> [GOAL OF THE EXERCISE]: Rewrite the lines starting at the one containing "Query: black jacket" and ending at the one containing "234 59 L 237", replacing "layout" with "format" and changing nothing else.

> [INPUT DATA]:
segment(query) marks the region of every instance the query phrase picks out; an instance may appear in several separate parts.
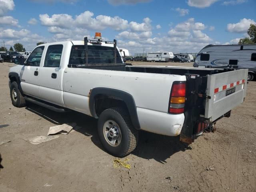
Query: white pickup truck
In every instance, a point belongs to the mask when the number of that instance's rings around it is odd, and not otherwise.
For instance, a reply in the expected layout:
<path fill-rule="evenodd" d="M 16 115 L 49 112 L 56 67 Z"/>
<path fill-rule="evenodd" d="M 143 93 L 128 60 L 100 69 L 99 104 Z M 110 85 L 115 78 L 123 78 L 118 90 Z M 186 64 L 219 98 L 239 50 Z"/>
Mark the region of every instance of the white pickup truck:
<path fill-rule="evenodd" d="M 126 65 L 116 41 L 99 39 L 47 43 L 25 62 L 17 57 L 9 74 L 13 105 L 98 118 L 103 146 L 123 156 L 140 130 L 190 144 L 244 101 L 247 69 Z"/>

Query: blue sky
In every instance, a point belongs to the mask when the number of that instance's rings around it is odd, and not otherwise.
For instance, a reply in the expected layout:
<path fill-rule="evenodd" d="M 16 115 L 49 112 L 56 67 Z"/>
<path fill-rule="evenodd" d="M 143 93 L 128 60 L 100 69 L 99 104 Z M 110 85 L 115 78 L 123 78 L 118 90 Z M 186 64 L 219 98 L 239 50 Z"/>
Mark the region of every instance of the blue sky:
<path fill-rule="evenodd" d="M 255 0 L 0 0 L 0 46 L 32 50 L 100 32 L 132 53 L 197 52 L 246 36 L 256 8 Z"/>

--

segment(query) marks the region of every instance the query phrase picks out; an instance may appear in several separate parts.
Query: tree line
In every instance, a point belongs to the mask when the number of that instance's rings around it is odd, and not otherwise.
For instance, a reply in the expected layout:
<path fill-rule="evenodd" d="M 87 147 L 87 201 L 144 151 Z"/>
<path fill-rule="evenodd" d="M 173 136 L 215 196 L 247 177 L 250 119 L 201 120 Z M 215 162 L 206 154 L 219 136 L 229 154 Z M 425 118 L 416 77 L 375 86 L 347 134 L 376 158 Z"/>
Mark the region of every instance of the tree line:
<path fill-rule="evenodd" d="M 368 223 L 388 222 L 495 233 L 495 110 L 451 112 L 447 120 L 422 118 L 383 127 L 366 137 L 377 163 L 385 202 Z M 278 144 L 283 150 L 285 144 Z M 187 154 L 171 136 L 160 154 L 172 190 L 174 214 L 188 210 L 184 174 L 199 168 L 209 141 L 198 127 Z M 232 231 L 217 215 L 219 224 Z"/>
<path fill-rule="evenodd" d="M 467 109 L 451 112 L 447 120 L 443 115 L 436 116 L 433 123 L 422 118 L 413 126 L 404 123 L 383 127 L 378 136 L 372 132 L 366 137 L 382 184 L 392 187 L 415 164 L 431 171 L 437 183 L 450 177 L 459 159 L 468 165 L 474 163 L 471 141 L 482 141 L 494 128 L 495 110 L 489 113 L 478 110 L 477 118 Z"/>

--

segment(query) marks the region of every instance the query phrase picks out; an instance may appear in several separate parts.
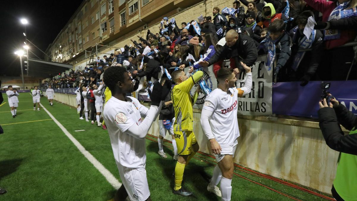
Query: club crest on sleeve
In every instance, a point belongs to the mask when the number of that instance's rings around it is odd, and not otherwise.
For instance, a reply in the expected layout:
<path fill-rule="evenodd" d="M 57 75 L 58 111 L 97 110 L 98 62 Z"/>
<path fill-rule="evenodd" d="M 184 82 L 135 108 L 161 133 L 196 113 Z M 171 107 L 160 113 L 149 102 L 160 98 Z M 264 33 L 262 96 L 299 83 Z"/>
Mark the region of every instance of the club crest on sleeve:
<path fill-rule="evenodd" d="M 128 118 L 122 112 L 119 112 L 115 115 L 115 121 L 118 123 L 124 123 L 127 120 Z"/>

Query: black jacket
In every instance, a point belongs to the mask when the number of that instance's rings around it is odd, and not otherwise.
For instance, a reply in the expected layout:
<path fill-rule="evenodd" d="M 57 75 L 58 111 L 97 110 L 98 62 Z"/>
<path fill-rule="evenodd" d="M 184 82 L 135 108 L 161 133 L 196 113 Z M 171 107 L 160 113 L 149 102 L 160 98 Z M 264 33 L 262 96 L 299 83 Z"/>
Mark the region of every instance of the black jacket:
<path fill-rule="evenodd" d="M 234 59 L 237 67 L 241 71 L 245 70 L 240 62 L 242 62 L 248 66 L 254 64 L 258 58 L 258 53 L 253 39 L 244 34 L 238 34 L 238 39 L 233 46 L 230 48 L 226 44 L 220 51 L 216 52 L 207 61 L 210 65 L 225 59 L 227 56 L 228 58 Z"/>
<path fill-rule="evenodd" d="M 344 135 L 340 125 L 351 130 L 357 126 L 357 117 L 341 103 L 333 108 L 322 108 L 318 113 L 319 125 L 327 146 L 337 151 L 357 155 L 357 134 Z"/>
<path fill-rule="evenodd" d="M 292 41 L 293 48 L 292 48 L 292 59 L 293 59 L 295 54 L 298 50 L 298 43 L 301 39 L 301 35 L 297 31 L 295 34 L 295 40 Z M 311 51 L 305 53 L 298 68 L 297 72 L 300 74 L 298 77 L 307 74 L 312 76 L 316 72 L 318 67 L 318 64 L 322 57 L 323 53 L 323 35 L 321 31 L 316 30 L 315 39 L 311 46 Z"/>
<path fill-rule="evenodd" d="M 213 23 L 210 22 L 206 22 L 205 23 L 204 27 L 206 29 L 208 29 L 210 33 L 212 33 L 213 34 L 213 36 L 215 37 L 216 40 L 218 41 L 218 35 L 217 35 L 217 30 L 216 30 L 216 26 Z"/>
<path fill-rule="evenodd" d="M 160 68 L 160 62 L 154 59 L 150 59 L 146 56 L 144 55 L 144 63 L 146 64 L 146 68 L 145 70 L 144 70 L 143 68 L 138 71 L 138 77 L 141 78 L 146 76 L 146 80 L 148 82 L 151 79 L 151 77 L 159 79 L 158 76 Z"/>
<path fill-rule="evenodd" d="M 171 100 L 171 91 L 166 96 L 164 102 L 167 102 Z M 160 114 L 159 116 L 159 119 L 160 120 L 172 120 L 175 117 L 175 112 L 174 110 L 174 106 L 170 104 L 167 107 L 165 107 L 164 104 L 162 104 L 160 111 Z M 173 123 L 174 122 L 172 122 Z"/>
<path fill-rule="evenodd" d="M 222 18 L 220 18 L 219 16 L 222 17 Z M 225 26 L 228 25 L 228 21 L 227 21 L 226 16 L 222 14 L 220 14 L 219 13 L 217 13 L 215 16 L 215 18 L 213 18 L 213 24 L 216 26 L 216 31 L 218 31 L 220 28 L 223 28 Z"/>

> [RESULT OF THE EXERCISE]:
Query: black jacket
In every instance, a point belongs to the mask when the number of that instance's rings around it is odd, and not otherwise.
For instance, a reply in the expected format:
<path fill-rule="evenodd" d="M 57 75 L 58 111 L 97 110 L 98 62 Z"/>
<path fill-rule="evenodd" d="M 184 82 L 135 108 L 161 133 L 196 113 Z M 171 107 L 160 113 L 149 102 L 160 98 Z M 264 33 L 262 96 L 299 83 Z"/>
Mark the region of every instance of the black jacket:
<path fill-rule="evenodd" d="M 234 59 L 237 67 L 241 71 L 245 70 L 240 62 L 242 62 L 248 66 L 254 64 L 258 58 L 258 53 L 253 39 L 244 34 L 238 34 L 238 39 L 233 46 L 230 48 L 226 44 L 220 51 L 216 52 L 207 61 L 210 65 L 225 59 L 227 56 L 228 58 Z"/>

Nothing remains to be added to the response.